- _Page excerpt_
<<<<

BookmarkSubscribeRSS Feed
🔒 This topic is solved and locked. Need further help from the community? Please sign in and ask a new question.
azertyuiop
Quartz | Level 8

Hello

 

I have tested a proc import under SAs with a CSV file.

 

A numeric column contains several errors. For exemple a column of integer like "123456" , but there is unauthorized caracterse like "123-456" or "(123456)" .

 

proc import DATAfile="\\serveur\dossier\fichier.csv" DBMS=csv OUTFILE=work.import REPLACE; 
GETNAMES=no; 
guessingrows=32767; 
DELIMITER=";"; 
run;

I compare the situation with Access. With Acces when we import data and there is a error , a table is created with the meam key of the line , to inform about the anomaly.

 

With SAS it's possible to found a list with all line which are not accepted by system ? If it's possible with the log , because by moment it's not possible to see all line , only a part ...

 

Thanks for your help .

>>>>

- _Given problem 1_
In the SAS forum post, list every keyword in the proc import code that is followed by an equals sign.
- _Given problem 2_
Please duplicate the stretch of the SAS forum post from "With SAS it's" through "only a part ...".
- _Given problem 3_
In the SAS forum post, what value does the code assign to guessingrows?

- _Data shown_
<<<<

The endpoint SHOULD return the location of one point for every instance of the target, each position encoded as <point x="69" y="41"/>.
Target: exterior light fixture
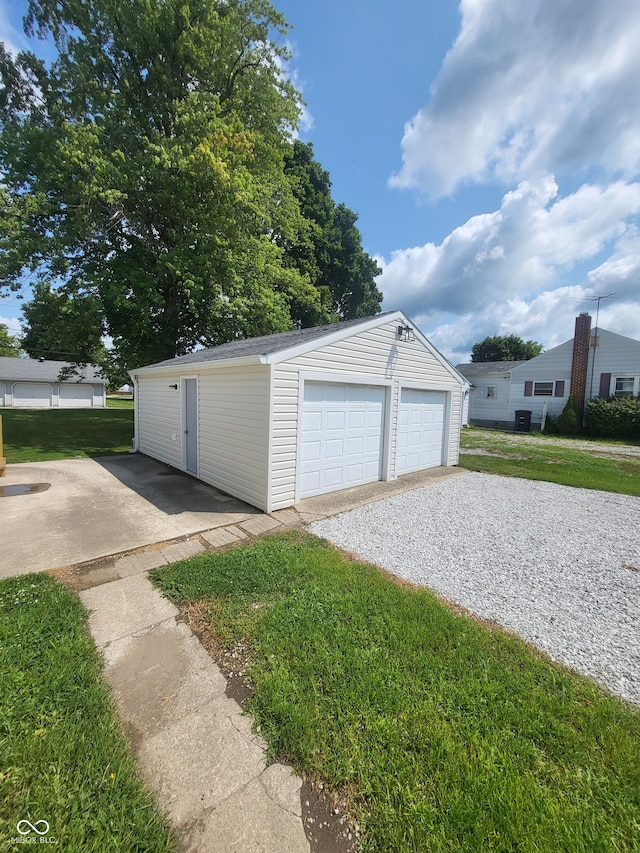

>>>>

- _Worked solution 1_
DATAfile, DBMS, OUTFILE, GETNAMES, guessingrows, DELIMITER

- _Worked solution 2_
With SAS it's possible to found a list with all line which are not accepted by system ? If it's possible with the log , because by moment it's not possible to see all line , only a part ...

- _Worked solution 3_
32767